##### Document section

George Montagu, 4th Duke of Manchester  PC (6 April 17372 September 1788) was a British politician and diplomat.

Early life
He was the son of Robert Montagu, 3rd Duke of Manchester and the former Harriet Dunch. Among his siblings were Lord Charles Montagu (who married Elizabeth Bulmer) and Lady Caroline Montagu (wife of Charles Herbert, grandson of Thomas Herbert, 8th Earl of Pembroke).

His paternal grandparents were Charles Montagu, 1st Duke of Manchester and the former Hon. Dodington Greville. Among his Montagu relatives were uncle William Montagu, 2nd Duke of Manchester (who married Lady Isabella Montagu eldest daughter of John Montagu, 2nd Duke of Montagu and Lady Mary Churchill) and aunt Lady Charlotte Montagu (who married Pattee Byng, 2nd Viscount Torrington). His mother, a daughter and co-heiress of Edmund Dunch and Elizabeth Godfrey (the noted beauty), was a sister-in-law of Hugh Boscawen, 1st Viscount Falmouth and niece of John Churchill, 1st Duke of Marlborough.

Career
Like his father before him, Manchester was a Whig Member of Parliament for Huntingdonshire from 1761 to 1762, when he inherited his father's title. Upon acceding to the dukedom, he employed Robert Adam to make designs for Kimbolton Castle, his principal seat.

He served as Collector of Subsidies in the Port of London in 1762 and was Lord of the Bedchamber from 1762 to 1770, resigning his position after the fall of the Grafton ministry in January and went into opposition. Beginning in 1782, he succeeded the Earl of Hertford as Lord Chamberlain of the Household, serving until 1783 Lord Hertford resumed his duties.

He was a supporter of Lord Rockingham, and an active opponent in the House of Lords of Lord North's American policy.  In the Rockingham ministry of 1782 Manchester became Lord Chamberlain, Also in 1782, he was appointed a Privy Councillor. In 1783, he was appointed Ambassador to France to "supervise the conclusion of treaty negotiations between Great Britain and France, Spain, and the Netherlands." Manchester signed the Peace of Paris at Versailles for Great Britain to end the American Revolutionary War.

Manchester was Lord Lieutenant of Huntingdonshire from 1762 until his death in 1788. He was also Grand Master of the Freemasons from 1777 to 1782 when he was succeeded by Prince Henry, Duke of Cumberland and Strathearn.

Personal life
On 22 October 1762, Manchester was married to Elizabeth Dashwood (–1832). She was a daughter of Sir James Dashwood, 2nd Baronet of Kirtlington Park and the former Elizabeth Spencer (a daughter and co-heiress of Edward Spencer of Rendlesham). They had several children, including:

 George Montagu, Viscount Mandeville (1763–1772), who died in childhood.

##########
##### Provided data

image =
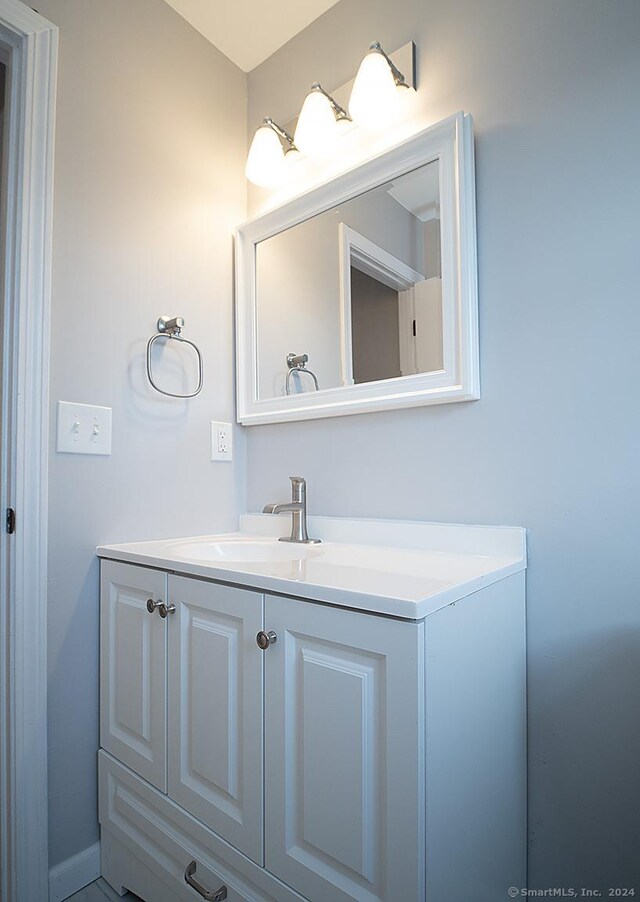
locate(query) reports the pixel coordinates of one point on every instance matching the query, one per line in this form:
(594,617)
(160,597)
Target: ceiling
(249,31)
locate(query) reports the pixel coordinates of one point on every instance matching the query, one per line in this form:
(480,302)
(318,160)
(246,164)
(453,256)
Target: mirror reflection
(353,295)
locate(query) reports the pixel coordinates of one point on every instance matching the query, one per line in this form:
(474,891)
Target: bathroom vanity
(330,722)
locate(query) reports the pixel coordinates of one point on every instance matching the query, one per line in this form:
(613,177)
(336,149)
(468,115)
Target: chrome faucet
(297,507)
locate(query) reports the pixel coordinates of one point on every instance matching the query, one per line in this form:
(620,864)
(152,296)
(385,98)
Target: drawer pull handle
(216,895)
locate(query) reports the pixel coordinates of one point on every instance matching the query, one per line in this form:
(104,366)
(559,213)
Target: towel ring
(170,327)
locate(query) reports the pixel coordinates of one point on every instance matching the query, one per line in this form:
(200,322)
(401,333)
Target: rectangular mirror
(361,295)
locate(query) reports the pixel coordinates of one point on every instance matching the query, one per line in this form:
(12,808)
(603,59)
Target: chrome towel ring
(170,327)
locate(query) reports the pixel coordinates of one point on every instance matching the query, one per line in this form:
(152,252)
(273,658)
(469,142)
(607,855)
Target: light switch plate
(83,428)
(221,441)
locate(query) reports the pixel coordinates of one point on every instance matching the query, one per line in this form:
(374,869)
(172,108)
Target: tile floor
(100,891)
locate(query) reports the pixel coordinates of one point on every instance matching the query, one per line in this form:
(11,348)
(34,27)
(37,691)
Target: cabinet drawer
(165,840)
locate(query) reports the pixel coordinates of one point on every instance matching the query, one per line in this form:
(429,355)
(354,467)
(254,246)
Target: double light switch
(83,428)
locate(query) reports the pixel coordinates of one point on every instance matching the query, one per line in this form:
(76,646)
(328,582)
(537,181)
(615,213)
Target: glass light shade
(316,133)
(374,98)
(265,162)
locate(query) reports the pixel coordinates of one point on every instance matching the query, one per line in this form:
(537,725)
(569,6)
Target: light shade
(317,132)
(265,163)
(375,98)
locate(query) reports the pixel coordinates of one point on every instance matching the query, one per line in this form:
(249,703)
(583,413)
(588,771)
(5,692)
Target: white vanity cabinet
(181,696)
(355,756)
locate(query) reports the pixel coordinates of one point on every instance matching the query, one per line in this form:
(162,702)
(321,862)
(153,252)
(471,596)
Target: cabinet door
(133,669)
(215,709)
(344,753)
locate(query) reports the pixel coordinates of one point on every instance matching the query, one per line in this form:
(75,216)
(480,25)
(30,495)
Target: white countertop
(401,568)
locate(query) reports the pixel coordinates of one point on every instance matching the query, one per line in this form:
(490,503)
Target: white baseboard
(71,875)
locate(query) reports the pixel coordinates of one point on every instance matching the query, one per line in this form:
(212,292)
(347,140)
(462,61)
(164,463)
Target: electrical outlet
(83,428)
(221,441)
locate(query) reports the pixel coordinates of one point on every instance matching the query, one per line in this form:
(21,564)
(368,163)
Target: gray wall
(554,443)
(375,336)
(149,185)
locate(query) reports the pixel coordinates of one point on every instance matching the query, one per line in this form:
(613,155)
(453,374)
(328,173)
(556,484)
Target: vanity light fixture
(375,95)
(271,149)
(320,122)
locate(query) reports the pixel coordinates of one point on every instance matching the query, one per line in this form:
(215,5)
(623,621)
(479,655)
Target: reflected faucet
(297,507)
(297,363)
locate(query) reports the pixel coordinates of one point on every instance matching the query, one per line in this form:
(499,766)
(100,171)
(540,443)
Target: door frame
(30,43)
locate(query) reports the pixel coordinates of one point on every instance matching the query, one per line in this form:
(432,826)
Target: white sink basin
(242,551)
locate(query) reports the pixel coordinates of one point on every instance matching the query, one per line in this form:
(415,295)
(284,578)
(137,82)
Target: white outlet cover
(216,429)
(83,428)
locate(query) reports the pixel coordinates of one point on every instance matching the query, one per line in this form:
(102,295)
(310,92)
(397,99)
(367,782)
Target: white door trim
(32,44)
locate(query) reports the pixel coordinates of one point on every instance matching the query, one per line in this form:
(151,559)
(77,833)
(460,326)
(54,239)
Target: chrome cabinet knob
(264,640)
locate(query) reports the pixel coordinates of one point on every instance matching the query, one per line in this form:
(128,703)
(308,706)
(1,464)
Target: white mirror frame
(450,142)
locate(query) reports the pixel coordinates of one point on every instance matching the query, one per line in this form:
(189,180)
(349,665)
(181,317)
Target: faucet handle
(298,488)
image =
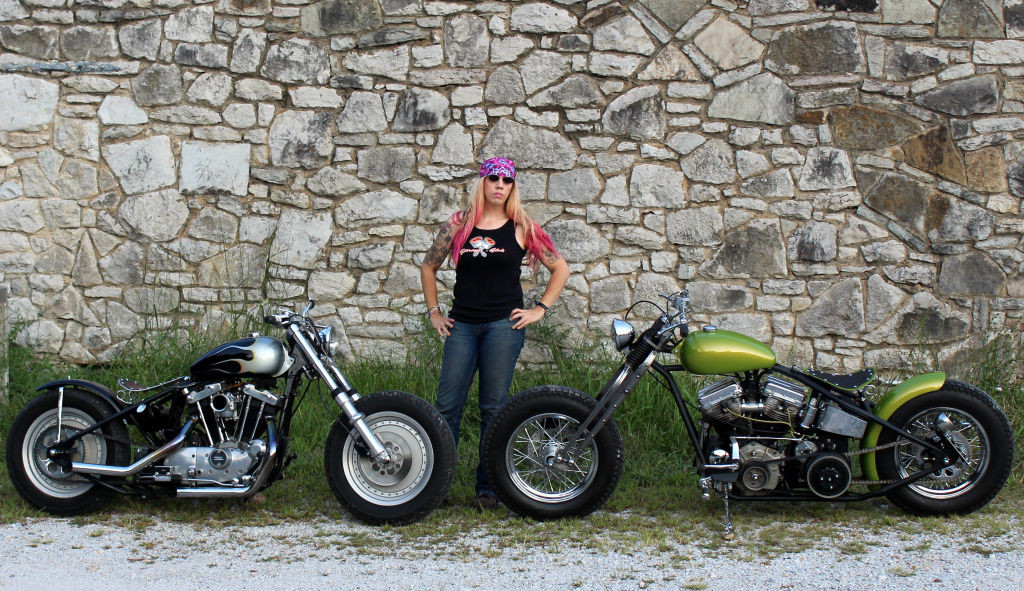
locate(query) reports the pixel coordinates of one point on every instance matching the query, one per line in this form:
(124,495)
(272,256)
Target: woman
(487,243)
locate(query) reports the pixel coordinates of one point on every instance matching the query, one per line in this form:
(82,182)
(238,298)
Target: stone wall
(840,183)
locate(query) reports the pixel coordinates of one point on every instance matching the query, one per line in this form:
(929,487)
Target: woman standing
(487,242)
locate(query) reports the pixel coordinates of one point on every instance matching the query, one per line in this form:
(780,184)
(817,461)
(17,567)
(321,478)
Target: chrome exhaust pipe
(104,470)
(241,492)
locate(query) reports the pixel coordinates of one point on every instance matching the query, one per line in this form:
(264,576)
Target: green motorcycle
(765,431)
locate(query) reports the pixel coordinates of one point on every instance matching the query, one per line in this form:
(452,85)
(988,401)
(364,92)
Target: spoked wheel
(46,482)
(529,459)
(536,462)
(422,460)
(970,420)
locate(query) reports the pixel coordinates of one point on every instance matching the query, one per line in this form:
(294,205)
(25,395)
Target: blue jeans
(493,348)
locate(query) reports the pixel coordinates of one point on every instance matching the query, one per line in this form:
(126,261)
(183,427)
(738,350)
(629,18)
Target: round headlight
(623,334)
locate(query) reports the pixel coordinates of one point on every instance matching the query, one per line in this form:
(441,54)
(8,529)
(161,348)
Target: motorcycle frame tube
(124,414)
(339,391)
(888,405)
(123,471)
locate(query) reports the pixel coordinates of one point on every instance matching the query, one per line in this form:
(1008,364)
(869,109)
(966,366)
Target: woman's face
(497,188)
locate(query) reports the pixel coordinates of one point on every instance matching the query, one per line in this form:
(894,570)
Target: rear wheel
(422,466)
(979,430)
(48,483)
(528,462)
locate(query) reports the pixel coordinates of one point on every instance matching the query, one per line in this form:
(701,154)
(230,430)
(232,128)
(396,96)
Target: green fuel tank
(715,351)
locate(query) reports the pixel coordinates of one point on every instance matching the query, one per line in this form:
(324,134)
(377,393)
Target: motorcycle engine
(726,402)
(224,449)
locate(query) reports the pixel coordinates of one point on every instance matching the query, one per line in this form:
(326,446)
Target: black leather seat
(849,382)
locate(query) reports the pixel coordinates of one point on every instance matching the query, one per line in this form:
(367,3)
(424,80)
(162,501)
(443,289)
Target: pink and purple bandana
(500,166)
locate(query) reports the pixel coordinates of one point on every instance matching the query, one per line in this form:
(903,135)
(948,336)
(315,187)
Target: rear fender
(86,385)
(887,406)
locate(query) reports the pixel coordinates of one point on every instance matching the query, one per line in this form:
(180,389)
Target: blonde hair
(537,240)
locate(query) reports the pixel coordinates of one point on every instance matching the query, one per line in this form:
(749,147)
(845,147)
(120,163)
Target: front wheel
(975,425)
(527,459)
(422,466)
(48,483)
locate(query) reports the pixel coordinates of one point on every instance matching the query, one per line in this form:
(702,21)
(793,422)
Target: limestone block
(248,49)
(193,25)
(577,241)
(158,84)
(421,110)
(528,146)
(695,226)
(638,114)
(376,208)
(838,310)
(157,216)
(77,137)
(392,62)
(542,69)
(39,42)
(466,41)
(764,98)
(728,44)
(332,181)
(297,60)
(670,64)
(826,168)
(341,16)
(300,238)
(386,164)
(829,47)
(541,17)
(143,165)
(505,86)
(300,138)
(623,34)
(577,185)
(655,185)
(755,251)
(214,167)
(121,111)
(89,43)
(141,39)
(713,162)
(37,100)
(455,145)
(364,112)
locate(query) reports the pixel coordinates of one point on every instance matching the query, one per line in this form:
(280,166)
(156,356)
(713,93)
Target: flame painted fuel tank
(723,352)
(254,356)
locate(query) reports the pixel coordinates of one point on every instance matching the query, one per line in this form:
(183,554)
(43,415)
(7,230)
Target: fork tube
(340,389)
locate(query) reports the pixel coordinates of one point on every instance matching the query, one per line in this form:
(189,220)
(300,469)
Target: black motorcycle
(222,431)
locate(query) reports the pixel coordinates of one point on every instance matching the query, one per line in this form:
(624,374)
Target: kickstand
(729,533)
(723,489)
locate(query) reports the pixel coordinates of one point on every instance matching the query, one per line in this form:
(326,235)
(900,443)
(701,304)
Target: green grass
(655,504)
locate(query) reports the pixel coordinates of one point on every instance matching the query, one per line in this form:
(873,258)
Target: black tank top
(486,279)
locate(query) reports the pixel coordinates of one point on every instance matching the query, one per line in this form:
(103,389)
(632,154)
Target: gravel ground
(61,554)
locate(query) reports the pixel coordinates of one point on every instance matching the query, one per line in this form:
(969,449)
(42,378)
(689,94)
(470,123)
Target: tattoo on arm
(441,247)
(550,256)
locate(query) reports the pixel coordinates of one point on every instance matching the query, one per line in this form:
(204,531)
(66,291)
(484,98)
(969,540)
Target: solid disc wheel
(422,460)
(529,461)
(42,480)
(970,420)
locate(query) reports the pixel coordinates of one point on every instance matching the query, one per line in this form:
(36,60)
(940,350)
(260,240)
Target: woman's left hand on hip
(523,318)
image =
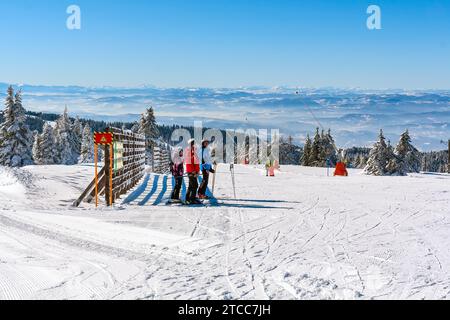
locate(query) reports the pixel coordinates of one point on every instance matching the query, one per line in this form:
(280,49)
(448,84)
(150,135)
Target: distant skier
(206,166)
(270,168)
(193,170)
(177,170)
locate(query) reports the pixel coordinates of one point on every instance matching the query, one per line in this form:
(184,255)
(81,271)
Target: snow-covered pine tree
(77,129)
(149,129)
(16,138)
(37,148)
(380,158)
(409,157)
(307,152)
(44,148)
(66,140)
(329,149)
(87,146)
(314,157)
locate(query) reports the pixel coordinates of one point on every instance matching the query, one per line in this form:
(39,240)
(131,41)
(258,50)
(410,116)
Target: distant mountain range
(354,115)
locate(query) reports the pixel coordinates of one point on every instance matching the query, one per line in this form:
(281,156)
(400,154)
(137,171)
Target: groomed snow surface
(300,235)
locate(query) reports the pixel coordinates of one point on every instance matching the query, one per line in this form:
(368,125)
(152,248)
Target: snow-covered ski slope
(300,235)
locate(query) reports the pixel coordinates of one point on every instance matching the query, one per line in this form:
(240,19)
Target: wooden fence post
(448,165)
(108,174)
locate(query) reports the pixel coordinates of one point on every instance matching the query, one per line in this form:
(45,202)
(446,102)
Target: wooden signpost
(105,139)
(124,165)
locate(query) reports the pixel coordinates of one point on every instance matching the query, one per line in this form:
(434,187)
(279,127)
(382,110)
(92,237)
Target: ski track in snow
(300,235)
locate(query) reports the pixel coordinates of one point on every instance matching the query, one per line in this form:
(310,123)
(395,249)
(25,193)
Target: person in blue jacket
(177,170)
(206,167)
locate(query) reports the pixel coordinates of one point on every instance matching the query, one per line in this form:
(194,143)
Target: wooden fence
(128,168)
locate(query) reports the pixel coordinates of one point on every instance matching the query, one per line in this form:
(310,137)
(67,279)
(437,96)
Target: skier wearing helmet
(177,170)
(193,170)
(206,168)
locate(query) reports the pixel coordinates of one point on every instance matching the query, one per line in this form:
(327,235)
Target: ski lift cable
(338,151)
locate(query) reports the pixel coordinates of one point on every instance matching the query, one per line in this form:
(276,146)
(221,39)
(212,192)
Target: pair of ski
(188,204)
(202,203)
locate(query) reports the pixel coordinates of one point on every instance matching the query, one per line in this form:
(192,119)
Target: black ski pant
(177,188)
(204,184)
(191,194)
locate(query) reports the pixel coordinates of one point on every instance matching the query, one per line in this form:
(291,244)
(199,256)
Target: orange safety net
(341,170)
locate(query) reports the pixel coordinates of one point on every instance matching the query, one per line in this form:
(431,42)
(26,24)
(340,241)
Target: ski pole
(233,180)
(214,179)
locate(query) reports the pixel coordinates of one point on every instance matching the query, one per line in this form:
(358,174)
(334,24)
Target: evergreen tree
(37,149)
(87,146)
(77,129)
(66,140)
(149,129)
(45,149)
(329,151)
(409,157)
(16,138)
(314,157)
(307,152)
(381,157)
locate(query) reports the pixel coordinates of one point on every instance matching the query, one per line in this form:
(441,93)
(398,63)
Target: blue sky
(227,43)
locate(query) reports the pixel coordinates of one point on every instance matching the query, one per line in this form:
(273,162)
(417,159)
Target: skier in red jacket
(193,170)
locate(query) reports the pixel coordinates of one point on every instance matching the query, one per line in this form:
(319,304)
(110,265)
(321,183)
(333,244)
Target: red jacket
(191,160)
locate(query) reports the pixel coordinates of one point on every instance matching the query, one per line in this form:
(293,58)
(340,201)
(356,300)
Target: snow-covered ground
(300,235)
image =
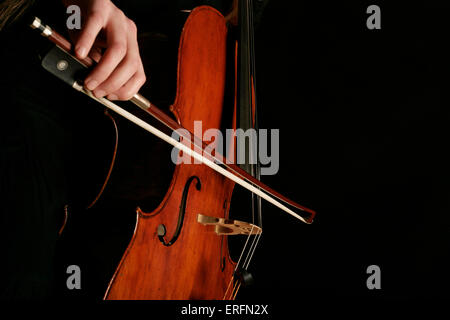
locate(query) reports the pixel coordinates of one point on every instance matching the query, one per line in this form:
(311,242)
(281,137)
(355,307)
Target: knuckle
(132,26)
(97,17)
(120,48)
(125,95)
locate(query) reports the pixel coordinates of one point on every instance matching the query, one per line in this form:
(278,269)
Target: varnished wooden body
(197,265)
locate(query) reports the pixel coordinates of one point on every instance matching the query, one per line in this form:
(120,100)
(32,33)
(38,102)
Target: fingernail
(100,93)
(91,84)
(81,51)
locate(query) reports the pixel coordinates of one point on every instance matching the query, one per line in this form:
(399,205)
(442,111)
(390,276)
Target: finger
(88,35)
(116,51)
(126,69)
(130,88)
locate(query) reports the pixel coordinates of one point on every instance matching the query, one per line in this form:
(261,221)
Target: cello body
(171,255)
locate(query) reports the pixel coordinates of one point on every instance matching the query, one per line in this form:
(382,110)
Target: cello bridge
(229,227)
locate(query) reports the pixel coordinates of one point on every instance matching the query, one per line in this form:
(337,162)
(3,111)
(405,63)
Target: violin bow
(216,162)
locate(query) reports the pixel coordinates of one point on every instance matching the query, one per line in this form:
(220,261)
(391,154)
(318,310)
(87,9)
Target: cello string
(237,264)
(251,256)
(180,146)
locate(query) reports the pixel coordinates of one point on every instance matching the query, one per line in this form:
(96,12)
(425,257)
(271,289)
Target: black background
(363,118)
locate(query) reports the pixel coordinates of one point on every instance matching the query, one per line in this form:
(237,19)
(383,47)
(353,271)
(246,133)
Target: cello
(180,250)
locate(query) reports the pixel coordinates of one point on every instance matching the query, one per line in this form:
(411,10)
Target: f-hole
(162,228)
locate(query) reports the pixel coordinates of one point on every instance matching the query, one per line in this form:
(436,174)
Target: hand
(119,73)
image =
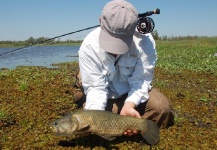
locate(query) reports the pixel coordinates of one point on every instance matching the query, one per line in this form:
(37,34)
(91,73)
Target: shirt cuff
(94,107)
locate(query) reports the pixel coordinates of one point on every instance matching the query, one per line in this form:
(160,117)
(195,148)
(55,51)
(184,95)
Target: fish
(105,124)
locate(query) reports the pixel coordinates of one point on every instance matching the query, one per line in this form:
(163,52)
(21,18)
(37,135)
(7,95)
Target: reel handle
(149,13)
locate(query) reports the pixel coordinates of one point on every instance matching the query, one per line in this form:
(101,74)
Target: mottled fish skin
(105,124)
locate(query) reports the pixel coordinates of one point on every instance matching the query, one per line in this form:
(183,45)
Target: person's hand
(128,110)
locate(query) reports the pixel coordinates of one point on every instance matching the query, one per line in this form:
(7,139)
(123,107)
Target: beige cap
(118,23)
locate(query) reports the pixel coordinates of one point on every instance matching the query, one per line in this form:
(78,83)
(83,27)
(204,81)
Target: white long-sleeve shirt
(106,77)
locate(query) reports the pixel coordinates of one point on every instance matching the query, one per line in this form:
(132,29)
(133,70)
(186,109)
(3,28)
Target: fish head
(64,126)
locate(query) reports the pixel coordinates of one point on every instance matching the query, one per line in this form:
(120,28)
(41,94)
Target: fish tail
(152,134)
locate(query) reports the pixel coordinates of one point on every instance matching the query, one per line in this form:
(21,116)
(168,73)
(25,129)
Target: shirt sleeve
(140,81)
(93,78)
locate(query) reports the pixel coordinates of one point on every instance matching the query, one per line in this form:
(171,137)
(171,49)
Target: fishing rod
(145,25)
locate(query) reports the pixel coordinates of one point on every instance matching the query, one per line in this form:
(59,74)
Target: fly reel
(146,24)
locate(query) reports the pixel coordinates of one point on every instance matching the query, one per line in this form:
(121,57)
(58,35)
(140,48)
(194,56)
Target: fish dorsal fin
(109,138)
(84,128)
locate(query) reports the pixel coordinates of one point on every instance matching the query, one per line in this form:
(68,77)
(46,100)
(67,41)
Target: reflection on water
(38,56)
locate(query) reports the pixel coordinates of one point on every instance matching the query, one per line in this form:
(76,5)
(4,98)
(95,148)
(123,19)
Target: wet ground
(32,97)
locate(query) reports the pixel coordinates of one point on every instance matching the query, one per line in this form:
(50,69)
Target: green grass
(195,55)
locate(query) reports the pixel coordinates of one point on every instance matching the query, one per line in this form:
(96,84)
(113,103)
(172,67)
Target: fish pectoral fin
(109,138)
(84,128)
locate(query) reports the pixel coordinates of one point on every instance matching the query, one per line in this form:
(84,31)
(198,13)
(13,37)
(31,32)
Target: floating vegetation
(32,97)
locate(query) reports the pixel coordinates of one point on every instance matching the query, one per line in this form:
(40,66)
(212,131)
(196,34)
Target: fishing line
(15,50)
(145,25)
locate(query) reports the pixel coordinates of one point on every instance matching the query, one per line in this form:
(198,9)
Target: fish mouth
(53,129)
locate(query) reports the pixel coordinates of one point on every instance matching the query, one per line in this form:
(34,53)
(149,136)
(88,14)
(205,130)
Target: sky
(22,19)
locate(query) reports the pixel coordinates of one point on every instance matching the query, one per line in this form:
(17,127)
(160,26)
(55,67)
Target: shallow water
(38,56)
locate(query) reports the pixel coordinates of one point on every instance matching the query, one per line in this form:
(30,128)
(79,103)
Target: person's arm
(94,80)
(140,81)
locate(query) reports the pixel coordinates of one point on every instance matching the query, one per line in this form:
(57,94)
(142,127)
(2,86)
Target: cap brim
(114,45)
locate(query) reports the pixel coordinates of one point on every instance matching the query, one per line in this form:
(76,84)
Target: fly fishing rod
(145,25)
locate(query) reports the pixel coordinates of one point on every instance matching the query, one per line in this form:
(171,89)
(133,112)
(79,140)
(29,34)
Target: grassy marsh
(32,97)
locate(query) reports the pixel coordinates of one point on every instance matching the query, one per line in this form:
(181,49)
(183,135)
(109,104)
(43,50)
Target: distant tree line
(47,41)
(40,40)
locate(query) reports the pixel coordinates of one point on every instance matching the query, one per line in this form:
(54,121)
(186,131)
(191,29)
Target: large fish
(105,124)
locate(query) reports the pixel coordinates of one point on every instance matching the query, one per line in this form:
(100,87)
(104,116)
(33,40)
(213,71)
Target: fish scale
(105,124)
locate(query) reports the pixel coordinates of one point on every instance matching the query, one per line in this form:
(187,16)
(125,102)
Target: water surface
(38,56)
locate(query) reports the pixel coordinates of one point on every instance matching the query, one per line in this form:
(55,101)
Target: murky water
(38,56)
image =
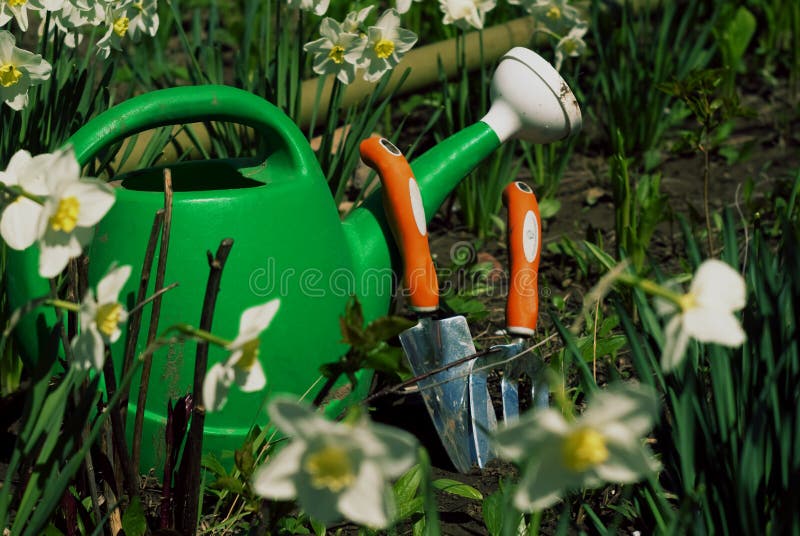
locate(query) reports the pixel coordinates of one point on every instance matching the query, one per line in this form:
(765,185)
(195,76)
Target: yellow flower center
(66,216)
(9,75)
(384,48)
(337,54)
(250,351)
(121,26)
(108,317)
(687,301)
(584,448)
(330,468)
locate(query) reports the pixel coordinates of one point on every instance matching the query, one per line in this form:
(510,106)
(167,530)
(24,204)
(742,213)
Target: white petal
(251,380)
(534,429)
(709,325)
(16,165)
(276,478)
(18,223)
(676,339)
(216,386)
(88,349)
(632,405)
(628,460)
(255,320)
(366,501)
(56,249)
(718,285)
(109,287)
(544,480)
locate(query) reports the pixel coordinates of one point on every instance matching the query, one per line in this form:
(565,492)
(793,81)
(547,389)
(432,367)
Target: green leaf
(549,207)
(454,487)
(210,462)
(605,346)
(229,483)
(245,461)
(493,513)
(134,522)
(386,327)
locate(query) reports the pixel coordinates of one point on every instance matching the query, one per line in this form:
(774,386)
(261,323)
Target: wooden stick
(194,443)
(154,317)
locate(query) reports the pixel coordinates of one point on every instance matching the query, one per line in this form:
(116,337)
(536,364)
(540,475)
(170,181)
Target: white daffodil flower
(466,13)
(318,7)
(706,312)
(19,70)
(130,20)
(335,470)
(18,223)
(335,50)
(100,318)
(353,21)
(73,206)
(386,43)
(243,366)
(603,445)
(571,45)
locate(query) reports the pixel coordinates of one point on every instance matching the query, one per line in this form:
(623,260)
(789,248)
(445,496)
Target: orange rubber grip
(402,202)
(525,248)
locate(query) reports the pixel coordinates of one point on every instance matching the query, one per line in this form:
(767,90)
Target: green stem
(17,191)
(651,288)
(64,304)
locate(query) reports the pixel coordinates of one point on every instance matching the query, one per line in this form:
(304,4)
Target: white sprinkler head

##########

*Aim of the task*
Answer these questions from the text about the 4th Duke of Manchester:
1. Whom did he employ to make designs for Kimbolton Castle?
2. Whom did he marry on 22 October 1762?
3. What position did he hold from 1777 to 1782?
These entries have nothing to do with the text about the 4th Duke of Manchester.

*Finished exercise*
1. Robert Adam
2. Elizabeth Dashwood
3. Grand Master of the Freemasons